Items listed in a dataset:
·····
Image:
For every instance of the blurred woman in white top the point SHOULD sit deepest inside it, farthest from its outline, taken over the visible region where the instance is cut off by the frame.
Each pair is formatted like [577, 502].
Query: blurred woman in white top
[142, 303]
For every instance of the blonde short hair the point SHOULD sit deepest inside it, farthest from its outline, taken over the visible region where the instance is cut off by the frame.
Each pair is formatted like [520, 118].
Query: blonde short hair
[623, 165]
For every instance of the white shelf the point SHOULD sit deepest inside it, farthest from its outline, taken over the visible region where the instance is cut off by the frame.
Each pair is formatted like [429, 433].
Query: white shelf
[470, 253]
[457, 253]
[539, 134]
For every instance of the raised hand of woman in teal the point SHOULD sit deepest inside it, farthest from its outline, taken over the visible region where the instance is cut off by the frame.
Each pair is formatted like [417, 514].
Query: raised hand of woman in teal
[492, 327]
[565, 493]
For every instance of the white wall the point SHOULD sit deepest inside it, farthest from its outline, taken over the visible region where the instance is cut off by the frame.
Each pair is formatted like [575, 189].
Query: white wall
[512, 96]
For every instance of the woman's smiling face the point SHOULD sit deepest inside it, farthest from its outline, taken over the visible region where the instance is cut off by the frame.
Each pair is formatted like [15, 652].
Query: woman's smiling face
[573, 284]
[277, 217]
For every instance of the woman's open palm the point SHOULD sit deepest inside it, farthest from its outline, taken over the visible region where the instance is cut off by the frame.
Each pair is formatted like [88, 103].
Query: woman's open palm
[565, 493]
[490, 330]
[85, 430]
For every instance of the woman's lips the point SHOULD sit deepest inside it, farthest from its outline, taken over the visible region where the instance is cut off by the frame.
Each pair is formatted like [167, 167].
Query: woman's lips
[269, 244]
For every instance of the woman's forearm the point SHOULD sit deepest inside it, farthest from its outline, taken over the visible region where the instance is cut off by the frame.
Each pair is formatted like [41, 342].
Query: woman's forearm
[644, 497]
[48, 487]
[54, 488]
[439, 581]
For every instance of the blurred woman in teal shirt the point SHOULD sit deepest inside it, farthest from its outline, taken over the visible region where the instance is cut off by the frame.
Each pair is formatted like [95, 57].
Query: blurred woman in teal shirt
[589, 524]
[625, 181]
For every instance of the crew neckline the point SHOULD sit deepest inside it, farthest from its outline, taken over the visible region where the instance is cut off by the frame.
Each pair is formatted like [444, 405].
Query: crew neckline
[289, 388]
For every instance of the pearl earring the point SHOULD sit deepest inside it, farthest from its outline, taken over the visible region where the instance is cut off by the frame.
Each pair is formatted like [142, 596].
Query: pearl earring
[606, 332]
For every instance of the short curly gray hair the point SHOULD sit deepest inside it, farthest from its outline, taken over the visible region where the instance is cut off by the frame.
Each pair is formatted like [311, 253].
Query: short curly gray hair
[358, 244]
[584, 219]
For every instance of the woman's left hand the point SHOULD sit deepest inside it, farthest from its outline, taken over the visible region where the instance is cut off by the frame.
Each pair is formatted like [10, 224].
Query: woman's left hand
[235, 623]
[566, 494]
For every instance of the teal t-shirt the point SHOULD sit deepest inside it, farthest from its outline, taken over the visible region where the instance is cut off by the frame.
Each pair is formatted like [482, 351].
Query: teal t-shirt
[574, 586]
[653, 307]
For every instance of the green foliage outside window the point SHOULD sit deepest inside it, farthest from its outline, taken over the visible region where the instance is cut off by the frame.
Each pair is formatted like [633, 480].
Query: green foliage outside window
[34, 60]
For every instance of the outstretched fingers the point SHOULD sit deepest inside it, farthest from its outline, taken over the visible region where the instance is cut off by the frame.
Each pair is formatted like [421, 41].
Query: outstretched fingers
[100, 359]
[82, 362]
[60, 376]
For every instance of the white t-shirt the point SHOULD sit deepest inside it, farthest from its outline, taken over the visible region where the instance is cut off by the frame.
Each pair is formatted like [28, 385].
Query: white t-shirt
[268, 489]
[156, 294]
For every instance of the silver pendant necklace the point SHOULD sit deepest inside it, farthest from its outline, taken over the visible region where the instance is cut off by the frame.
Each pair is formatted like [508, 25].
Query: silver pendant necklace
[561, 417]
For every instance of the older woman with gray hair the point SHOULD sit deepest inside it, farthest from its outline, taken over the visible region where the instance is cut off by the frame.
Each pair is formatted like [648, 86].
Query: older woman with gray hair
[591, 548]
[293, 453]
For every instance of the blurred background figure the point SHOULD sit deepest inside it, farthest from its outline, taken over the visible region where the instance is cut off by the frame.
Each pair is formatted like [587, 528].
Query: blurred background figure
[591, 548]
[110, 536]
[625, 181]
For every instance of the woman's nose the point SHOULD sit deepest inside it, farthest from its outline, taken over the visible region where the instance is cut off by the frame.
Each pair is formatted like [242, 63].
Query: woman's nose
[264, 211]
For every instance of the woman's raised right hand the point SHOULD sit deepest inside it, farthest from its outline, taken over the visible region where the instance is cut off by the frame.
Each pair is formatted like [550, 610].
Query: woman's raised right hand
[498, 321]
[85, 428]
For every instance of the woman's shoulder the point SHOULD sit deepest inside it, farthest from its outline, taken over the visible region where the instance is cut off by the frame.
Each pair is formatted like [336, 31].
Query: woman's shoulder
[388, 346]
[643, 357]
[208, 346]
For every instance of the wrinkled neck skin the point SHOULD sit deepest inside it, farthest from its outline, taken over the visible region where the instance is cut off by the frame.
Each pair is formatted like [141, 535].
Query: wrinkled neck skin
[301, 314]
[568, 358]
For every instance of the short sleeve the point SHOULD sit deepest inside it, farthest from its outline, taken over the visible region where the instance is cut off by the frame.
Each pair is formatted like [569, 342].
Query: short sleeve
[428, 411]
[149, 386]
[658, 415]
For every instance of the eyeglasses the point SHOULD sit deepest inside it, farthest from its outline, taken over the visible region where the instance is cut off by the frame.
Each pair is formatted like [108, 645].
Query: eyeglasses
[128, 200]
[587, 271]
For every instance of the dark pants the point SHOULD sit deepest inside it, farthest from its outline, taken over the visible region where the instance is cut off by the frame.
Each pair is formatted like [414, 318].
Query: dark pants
·····
• TASK REQUIREMENTS
Search the data above for the string "dark". Report every line where it is found.

• WRITTEN ANSWER
For every instance of the dark pants the point SHOULD sit deepest inside it, farthest from its outline, taken over the visible region where the instance is cut off by the frame.
Query: dark pants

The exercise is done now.